In 1969, Osmel Sousa went to work for the publicity company in charge of organizing the annual Miss Venezuela contest. He was assigned to work with the Venezuelan Committee of Beauty. Sousa continued working with that committee when, in 1970, Ignacio Font Coll reconstituted it as the OPPA Advertising Agency, which in turn was the predecessor of the actual Miss Venezuela Organization.

In the 1970s, Osmel Sousa undertook advising selected contestants, many of whom went on to win the Miss Venezuela crown, at the same time he started designing nightgowns for most of the contestants. His first success was María Antonieta Cámpoli, who became Miss Venezuela in 1972.

In October 1981, Ignacio Font Coll died and Osmel Sousa became the president of the Miss Venezuela Organization. During his thirty-year career he has been considered to be the driving force behind the large number of Miss Venezuelas who go on to become Miss World, Miss Universe, Miss International and Miss Earth.

Tulio Hernandez, a Venezuelan sociologist, has called Sousa a Pygmalion, an artist who turns out talented and beautiful young women. To date, Venezuela has had seven Miss Universe titleholders, six Miss World winners, nine Miss International crowns, and two wins in Miss Earth, becoming the most successful pageant powerhouse in history.

■ **GIVEN ENTRIES**
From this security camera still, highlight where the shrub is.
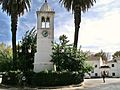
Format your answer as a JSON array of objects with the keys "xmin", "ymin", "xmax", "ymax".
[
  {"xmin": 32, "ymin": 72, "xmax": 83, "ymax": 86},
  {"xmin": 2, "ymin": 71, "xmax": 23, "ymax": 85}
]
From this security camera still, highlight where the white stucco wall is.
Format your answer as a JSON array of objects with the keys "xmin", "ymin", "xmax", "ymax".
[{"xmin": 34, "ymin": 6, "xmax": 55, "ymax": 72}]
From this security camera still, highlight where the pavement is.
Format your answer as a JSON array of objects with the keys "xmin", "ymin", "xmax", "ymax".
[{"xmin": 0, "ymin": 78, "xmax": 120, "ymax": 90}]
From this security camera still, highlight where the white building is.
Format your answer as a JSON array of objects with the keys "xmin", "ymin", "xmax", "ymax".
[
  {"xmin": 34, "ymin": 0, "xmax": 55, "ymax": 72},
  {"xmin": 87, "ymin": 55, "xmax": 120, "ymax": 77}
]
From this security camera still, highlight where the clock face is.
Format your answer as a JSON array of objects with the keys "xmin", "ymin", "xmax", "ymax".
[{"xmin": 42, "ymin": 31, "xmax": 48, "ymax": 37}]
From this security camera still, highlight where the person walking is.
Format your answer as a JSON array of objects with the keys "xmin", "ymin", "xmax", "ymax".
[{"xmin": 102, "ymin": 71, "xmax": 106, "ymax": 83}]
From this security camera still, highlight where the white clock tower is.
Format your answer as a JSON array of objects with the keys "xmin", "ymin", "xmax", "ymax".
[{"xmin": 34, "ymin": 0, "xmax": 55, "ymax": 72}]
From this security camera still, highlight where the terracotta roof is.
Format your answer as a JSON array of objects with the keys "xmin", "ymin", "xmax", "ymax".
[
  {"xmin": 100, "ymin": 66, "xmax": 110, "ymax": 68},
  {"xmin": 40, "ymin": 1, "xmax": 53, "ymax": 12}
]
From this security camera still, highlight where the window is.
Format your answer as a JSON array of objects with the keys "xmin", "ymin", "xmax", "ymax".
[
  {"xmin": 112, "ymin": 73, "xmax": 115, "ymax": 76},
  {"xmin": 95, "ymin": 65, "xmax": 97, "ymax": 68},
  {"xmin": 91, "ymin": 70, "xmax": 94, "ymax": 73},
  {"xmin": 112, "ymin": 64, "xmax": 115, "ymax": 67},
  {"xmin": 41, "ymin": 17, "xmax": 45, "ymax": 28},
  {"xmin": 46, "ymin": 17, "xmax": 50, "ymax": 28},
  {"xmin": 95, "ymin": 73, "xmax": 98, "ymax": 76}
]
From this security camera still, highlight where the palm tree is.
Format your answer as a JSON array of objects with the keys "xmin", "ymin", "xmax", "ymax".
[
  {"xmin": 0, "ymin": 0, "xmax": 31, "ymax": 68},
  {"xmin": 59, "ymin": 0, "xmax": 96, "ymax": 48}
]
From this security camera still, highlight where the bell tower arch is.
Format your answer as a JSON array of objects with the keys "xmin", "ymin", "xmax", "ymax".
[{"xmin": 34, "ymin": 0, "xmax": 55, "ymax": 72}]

==

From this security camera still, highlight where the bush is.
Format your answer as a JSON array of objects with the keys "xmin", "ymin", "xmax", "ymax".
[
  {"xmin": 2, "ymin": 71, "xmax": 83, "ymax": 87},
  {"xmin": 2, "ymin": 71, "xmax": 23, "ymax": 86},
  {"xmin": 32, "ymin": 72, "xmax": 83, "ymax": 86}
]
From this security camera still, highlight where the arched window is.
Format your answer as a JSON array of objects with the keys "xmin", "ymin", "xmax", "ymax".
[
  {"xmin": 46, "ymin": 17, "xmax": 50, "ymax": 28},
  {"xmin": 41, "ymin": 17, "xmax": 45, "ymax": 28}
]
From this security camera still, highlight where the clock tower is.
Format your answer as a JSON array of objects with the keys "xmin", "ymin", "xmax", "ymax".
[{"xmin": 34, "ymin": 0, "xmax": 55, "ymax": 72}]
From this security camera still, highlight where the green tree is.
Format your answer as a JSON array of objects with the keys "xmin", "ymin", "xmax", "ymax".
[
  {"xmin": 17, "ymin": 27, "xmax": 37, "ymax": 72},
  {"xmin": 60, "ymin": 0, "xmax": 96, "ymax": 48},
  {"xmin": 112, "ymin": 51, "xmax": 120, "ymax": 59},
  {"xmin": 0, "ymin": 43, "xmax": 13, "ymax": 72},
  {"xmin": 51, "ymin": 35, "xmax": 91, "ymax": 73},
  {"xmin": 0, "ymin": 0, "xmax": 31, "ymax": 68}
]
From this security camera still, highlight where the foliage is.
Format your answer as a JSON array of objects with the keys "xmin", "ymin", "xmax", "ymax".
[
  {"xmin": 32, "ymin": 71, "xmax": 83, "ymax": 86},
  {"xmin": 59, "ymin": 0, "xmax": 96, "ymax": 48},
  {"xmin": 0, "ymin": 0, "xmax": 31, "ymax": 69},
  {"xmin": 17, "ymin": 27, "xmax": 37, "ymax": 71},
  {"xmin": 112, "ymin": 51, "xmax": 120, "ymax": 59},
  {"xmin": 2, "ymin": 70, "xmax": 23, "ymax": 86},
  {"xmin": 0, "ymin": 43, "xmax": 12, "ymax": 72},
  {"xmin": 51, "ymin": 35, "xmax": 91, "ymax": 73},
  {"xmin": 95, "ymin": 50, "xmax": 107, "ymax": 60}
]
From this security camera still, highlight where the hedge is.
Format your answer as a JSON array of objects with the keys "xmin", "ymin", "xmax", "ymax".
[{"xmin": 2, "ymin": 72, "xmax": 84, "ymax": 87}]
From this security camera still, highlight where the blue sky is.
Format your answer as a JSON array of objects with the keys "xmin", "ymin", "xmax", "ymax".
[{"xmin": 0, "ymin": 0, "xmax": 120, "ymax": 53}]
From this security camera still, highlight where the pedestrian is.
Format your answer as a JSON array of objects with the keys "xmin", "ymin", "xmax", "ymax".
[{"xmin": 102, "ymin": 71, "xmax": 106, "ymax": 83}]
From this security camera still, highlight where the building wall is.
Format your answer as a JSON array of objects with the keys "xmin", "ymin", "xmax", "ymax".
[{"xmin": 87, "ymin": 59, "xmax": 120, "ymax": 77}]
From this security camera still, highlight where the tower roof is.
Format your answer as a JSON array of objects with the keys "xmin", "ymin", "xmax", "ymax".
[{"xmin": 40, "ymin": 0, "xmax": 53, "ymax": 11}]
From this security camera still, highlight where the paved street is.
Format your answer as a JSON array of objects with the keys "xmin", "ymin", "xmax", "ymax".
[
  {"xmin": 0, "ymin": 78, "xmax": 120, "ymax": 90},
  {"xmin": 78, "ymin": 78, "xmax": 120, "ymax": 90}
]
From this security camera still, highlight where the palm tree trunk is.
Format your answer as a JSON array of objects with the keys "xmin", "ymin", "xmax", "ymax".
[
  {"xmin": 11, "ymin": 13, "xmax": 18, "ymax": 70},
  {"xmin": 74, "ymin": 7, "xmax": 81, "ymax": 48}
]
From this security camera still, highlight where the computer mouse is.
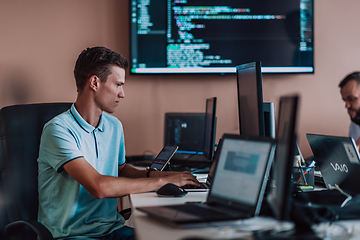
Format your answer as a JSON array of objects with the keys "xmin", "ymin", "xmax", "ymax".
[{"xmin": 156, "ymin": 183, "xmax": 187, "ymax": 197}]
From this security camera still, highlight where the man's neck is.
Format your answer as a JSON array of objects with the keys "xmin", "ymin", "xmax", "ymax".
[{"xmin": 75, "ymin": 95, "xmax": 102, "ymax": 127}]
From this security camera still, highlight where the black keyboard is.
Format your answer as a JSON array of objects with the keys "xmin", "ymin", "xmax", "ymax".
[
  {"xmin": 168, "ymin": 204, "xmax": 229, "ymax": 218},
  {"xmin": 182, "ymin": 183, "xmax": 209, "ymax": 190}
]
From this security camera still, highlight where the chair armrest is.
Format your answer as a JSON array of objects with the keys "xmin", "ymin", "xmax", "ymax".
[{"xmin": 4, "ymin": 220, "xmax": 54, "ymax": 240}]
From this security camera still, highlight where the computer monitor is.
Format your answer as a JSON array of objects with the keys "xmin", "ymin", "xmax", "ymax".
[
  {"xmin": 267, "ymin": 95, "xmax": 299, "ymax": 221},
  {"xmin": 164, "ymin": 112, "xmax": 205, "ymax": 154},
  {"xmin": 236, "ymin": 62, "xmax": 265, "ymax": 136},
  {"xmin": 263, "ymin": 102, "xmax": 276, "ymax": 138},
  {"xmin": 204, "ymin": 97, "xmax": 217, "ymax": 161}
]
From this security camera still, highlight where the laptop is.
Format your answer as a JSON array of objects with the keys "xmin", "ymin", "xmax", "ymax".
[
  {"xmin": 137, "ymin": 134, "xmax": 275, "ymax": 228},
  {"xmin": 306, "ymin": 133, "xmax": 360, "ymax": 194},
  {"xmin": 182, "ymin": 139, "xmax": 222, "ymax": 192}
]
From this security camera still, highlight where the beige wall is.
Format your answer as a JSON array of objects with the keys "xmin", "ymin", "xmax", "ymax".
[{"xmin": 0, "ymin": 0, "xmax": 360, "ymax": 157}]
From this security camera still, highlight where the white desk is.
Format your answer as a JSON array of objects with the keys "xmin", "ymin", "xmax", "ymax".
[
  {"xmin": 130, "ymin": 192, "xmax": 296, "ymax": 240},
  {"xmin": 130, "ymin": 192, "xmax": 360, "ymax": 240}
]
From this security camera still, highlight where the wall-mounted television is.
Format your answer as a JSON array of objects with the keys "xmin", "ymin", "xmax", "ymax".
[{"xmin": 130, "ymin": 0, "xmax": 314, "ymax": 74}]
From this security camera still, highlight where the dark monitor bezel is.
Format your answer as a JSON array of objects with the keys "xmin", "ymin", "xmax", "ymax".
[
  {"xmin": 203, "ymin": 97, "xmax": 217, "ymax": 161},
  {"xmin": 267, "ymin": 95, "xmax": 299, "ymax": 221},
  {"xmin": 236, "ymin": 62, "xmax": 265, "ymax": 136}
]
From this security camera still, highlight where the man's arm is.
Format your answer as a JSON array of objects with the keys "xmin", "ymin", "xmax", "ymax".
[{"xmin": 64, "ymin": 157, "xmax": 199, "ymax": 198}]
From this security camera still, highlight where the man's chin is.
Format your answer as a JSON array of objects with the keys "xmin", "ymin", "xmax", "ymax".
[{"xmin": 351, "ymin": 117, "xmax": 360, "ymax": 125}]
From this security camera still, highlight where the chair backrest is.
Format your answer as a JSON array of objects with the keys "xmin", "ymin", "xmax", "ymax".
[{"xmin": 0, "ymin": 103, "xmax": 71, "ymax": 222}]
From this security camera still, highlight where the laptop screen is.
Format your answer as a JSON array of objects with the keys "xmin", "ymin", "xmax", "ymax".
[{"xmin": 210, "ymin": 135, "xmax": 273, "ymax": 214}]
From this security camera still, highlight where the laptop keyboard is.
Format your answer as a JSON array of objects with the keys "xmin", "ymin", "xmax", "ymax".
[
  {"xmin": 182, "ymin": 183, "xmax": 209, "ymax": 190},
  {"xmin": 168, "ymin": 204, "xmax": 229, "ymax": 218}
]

---

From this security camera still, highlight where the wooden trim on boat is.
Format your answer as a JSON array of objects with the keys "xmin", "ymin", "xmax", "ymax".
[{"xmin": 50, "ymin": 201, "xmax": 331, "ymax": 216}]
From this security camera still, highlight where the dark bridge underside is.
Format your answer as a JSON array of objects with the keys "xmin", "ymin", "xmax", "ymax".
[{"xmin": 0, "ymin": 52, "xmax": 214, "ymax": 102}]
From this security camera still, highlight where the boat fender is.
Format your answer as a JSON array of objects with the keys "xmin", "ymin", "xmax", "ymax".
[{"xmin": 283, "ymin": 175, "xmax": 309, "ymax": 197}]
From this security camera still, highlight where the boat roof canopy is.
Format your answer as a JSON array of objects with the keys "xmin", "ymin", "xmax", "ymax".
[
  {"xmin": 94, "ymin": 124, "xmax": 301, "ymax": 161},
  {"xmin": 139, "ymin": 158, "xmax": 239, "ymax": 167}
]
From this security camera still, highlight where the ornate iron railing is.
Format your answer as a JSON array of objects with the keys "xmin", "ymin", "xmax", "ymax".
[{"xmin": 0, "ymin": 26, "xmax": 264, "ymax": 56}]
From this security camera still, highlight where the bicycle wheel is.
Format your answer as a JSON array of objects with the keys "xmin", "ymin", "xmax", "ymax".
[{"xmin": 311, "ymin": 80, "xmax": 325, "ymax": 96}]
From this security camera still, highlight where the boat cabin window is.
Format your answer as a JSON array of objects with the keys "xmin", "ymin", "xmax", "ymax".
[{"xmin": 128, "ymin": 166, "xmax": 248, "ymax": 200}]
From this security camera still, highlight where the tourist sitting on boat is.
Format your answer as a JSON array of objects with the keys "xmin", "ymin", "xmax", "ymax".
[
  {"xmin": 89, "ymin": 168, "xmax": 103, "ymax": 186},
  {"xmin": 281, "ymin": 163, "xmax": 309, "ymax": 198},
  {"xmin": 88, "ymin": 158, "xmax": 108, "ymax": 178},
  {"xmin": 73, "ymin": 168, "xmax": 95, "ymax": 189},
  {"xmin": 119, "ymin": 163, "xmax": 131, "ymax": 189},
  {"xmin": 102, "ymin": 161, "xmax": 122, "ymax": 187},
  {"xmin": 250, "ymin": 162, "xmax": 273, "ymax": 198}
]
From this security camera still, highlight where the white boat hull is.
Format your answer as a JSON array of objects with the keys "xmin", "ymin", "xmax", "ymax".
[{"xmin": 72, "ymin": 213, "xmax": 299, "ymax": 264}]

■ **WHAT IS REQUIRED**
Reproduce the part of the Osmel Sousa passage that begins with the words containing "In 1969, Osmel" and ends with "actual Miss Venezuela Organization.", word for word.

■ **RESPONSE TO THIS EXERCISE**
In 1969, Osmel Sousa went to work for the publicity company in charge of organizing the annual Miss Venezuela contest. He was assigned to work with the Venezuelan Committee of Beauty. Sousa continued working with that committee when, in 1970, Ignacio Font Coll reconstituted it as the OPPA Advertising Agency, which in turn was the predecessor of the actual Miss Venezuela Organization.